*** Provided data
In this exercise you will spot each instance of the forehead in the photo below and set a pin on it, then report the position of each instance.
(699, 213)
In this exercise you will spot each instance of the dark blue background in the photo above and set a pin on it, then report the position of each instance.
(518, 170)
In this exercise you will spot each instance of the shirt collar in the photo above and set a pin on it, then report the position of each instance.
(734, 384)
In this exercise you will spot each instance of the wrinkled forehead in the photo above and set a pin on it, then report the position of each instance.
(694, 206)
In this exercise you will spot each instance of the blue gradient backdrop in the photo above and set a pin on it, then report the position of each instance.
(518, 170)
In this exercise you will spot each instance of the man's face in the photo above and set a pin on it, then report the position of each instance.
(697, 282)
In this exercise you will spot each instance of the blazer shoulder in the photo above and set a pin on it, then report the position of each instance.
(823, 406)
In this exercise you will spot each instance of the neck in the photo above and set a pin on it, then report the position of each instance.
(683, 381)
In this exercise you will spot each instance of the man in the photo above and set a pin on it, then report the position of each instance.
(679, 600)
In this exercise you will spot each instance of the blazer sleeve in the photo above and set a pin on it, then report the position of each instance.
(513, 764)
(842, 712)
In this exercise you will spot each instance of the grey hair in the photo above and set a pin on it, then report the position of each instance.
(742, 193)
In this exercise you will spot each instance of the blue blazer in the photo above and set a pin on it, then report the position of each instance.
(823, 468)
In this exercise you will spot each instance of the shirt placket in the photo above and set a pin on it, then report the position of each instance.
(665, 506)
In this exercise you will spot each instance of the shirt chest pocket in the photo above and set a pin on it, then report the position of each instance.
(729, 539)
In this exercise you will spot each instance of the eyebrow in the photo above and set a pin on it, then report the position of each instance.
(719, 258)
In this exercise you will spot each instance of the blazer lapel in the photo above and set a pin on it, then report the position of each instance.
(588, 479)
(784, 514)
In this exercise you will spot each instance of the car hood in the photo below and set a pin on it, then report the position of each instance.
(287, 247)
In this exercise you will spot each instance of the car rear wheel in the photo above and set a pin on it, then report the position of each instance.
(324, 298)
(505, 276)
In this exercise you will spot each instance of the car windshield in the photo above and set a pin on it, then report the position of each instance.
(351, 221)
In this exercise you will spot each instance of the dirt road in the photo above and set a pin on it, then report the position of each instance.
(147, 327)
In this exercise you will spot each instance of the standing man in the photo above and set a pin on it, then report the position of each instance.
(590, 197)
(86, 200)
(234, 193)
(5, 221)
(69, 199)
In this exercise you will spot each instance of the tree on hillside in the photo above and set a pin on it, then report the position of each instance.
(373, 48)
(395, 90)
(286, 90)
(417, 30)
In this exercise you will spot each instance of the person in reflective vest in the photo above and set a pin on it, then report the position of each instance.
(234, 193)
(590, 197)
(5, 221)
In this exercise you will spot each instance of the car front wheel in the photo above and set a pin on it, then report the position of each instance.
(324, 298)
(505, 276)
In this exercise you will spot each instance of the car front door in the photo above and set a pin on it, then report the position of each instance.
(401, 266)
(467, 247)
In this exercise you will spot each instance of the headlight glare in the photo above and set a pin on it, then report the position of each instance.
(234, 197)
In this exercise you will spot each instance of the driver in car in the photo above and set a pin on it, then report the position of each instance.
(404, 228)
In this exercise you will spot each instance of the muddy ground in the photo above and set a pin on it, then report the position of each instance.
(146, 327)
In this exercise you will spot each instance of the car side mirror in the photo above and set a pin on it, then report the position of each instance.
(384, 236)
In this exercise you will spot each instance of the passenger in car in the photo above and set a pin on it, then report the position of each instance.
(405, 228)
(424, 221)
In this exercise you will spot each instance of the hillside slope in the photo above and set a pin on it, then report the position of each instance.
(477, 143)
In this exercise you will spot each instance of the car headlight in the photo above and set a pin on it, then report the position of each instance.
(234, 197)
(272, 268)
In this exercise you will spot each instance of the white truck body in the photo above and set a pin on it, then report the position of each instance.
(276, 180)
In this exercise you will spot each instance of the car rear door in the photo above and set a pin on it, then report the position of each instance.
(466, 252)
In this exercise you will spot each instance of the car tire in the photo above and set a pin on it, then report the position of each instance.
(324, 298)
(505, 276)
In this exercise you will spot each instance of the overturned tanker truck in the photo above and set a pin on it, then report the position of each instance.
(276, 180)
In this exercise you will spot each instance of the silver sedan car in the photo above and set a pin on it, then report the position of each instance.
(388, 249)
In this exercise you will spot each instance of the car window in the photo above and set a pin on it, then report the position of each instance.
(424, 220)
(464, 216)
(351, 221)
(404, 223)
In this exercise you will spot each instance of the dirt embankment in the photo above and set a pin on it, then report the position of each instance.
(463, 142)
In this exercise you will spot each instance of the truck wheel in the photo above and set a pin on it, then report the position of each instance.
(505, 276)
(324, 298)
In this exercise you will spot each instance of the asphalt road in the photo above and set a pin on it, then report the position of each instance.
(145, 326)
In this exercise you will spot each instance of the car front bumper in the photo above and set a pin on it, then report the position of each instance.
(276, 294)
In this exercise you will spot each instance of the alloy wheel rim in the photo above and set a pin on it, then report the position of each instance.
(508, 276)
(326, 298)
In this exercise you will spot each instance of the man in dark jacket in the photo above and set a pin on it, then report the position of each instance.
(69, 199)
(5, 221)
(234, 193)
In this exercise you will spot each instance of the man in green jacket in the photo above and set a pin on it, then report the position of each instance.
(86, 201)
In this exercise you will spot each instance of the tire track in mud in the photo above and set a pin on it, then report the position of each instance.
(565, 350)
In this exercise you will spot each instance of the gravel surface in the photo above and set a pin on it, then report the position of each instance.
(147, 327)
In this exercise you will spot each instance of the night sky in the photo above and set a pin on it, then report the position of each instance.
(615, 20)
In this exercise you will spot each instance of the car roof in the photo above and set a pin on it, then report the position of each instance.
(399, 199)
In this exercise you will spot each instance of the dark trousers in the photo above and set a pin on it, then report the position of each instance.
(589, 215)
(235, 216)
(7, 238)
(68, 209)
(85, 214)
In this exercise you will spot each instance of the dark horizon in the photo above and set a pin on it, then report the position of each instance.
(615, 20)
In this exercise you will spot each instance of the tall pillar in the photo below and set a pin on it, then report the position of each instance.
******
(What to work on)
The records above should be repeated in full, exactly as given.

(Complete output)
In this exercise you will spot each instance of the forehead in the photo below and set a pin on it, then report the position of each instance.
(699, 213)
In this exercise you will spot each instance of the dark blue background in the photo above and set a pin on it, then report the position of each instance.
(518, 170)
In this exercise you will spot each instance of the shirt collar in the photo above and set a pin on it, then report the position of each instance.
(734, 384)
In this exercise you will spot each instance of the wrinkled forehead in the photo above and set a pin on it, then report the position of each instance.
(694, 206)
In this exercise you will spot each instance of the blue gradient backdrop in the photo above and set a pin on it, then report the position of each instance.
(518, 170)
In this exercise you will spot each instance of the man's face in the photo above and set a pin on it, then report the position of each instance.
(697, 282)
In this exercise you will spot each instance of the blazer shoulder in the photo above and set a pin on it, then report the position of each instance.
(823, 406)
In this exercise you will spot each instance of the neck in the photo above and set a pin on it, then report the position of each instance.
(683, 381)
In this exercise you will spot each instance of the man in the photo above and set a pin on it, then report the position of each instance.
(679, 600)
In this exercise you will spot each instance of the blazer sleeve in the photo above and set a pin on it, then report the position of each instance.
(513, 764)
(842, 712)
In this exercise you will spot each instance of the grey hair in the photo above and set a pin on it, then report the position of each instance.
(742, 193)
In this exercise you will spot each instance of the blue blazer in the photo above and set a pin on it, then report the position of each instance.
(823, 468)
In this exercise you will spot each instance of the shirt placket in the photo above and set a pin on it, then report the position of each instance.
(665, 506)
In this exercise you will spot each instance of the shirt chest pocket in the photo above and set a pin on it, then report the position of each instance.
(729, 539)
In this exercise you will spot each instance of the eyebrow in the photo above and set a pin on it, then report the position of each instance.
(719, 258)
In this exercise you will spot each instance of the blazer lapel in the photo above and set a pin on it, then report the position of each instance.
(588, 479)
(784, 514)
In this exercise you will spot each instance of the car hood in the photo below and set a pin on it, then report the position of each instance.
(287, 247)
In this exercise you will spot each instance of the car rear wheel in the photo above and set a pin on it, then report the position of each instance.
(324, 298)
(505, 276)
In this exercise you will spot each instance of the car windshield in the photo above and set a pin on it, then report the position of each instance.
(351, 221)
In this exercise you will spot each instance of the dirt road in the photo above and set a pin on it, then report the position of each instance.
(147, 327)
In this exercise you will spot each instance of the standing man in the photo above and set a pin on it, then report the position of each instance.
(590, 197)
(86, 200)
(234, 193)
(5, 221)
(69, 199)
In this exercise you will spot each instance of the tree on hillside in the photo above and set a pin on it, then report the position of each instance.
(373, 48)
(395, 90)
(286, 90)
(417, 30)
In this exercise you will spot each instance of the person in reflective vest in the photo above and set a pin on it, then report the position of each instance.
(234, 193)
(590, 197)
(5, 221)
In this exercise you will spot each instance of the car front wheel in the photo above and set a pin on it, then report the position of each instance.
(324, 298)
(505, 276)
In this exercise you will spot each instance of the car front door in the photo above and set a pin on it, then report the position of each instance.
(401, 266)
(467, 247)
In this exercise you will spot each instance of the headlight glare in the photo above and set a pin on it, then report the position of each instance.
(234, 197)
In this exercise you will spot each instance of the driver in car in the photo above and set a pin on it, then report the position of each instance.
(404, 228)
In this exercise you will spot each instance of the muddy ground in the photo above and set a pin on it, then report the position of each instance.
(146, 327)
In this exercise you will spot each instance of the car side mirror in the photo above and set a pin on it, then report the position of each instance.
(384, 236)
In this exercise you will spot each instance of the passenger in car in the photo above and set a pin on it, then report the position of each instance.
(405, 228)
(424, 221)
In this exercise you will spot each instance of the hillside slope in the photo above and set a pin on it, then report the position of each instance.
(477, 143)
In this exercise you will spot each instance of the car headlight in the photo above and set a pin on it, then report the position of each instance.
(234, 197)
(272, 268)
In this exercise you will spot each instance of the white truck body in the photo above and set a pin on it, then report the position of each instance.
(276, 180)
In this exercise you will spot each instance of the car rear door in the photo above and set a pin on it, then report the position of each instance.
(466, 252)
In this exercise you will spot each instance of the car tire in the photo above and set a pin on it, then report the position of each instance.
(324, 298)
(505, 276)
In this exercise you will spot each instance of the overturned tanker truck in the photo above and set a pin on it, then report the position of each instance.
(276, 180)
In this exercise you will spot each instance of the silver sedan car in the photo above and set a pin on it, then report the position of each instance.
(388, 249)
In this exercise you will spot each instance of the car window in the photo above and set a pin on it, then report the position of each instance.
(424, 220)
(464, 216)
(351, 221)
(404, 223)
In this exercise you will spot each instance of the dirt embankment in the photo above and set a pin on it, then report the position of each instance.
(463, 142)
In this exercise you will spot each instance of the truck wheel in the photo above and set a pin on it, then report the position of each instance.
(505, 276)
(324, 298)
In this exercise you will spot each instance of the asphalt road in the photo above and set a pin on it, then report the position of each instance.
(145, 326)
In this exercise you will spot each instance of the car front bumper in the photo above and set a pin on it, then report the position of each instance.
(276, 294)
In this exercise you will spot each instance of the alloy wheel rim in the photo above and set a pin on it, then report the position of each instance.
(508, 276)
(326, 298)
In this exercise you will spot each instance of the man in dark jacket in the photo above and set a pin on it, then report the position of each instance.
(69, 199)
(5, 221)
(234, 193)
In this exercise you will spot each instance of the man in green jacket in the photo above and set a pin on it, then report the position of each instance.
(86, 201)
In this exercise you will spot each instance of the tire track in mud in the photo above and set a pin on it, then report the position of each instance.
(565, 350)
In this exercise you will spot each instance of the gravel surface in the photo above and set a pin on it, then report the position of each instance.
(147, 327)
In this exercise you will spot each instance of the night sky in the photo above and set a pin on it, then report the position of each instance.
(615, 20)
In this exercise you will spot each instance of the car roof in the photo above and set a pin on it, then report the position of each instance.
(399, 199)
In this exercise you will spot each instance of the dark trousers in the photo above and set a pin on it, then report the position of each instance.
(589, 215)
(235, 216)
(7, 238)
(68, 209)
(85, 214)
In this exercise you will spot each instance of the dark horizon in the photo above and set a pin on it, then report the position of each instance.
(615, 20)
In this exercise you will spot each instance of the tall pillar in the photo below and set a pin on it, then report the position of each instance.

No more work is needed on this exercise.